TASKS AND EXERCISES:
(1) Answer these questions using the passage on war and history.
(a) What does the passage say the Archduke's assassination itself was?
(b) Art from which two regions does the passage name as having interested the writer?
(c) For how long does the passage say there has been war with Iraq?
(2) Reproduce word for word the part of the passage on war and history starting at "History effects the" and ending at "consider Iraqi art.".

SOURCE DOCUMENT:
§
Instead, we know that The War To End All Wars led to the Peace to End All Peace, and that world affairs were forever altered. The Great War and the Peace to End All Peace led to World War II, nuclear weapons, a Cold War, and technology and globalization we would never have experienced in the same way. All because the Archduke was assassinated, which itself was an act of ethnic strife.
History effects the present. Know the history and how we got here so that we can change the course of the present to effect the future in a way that some history does not have to repeat itself.
Although the art and culture beyond my native American (USA!, USA!) culture has always interested me, including art from the Orient and the Middle East, I’ve never paused to consider Iraqi art.
We’ve been at war with with Iraq for most of the last thirty years, I know (and I know some of the root causes and actions that led us to be there), if “being at war” is the term for bombing the living daylights out of a country that doesn’t have the capability to fight back.
The internet interesting is a fascinating place.
§
[A block of data]
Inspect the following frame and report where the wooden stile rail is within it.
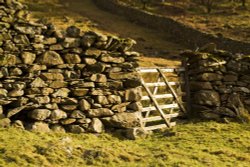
[137,67,188,131]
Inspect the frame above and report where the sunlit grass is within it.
[0,122,250,167]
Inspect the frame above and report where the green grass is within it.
[0,122,250,167]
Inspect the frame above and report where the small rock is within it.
[64,53,81,64]
[90,74,107,83]
[66,26,80,38]
[21,52,36,64]
[50,109,67,121]
[79,99,91,111]
[52,88,70,97]
[67,125,85,134]
[125,87,142,102]
[50,124,66,133]
[36,51,64,65]
[28,109,51,121]
[88,118,104,133]
[40,72,64,81]
[11,120,25,130]
[87,108,114,118]
[27,122,51,132]
[30,77,47,88]
[70,110,86,119]
[0,118,11,128]
[72,88,89,96]
[60,118,76,125]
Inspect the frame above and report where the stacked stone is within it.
§
SOLUTIONS TO THE PROBLEMS:
(1)
(a) An act of ethnic strife.
(b) The Orient and the Middle East.
(c) For most of the last thirty years.

(2)
History effects the present. Know the history and how we got here so that we can change the course of the present to effect the future in a way that some history does not have to repeat itself.
Although the art and culture beyond my native American (USA!, USA!) culture has always interested me, including art from the Orient and the Middle East, I’ve never paused to consider Iraqi art.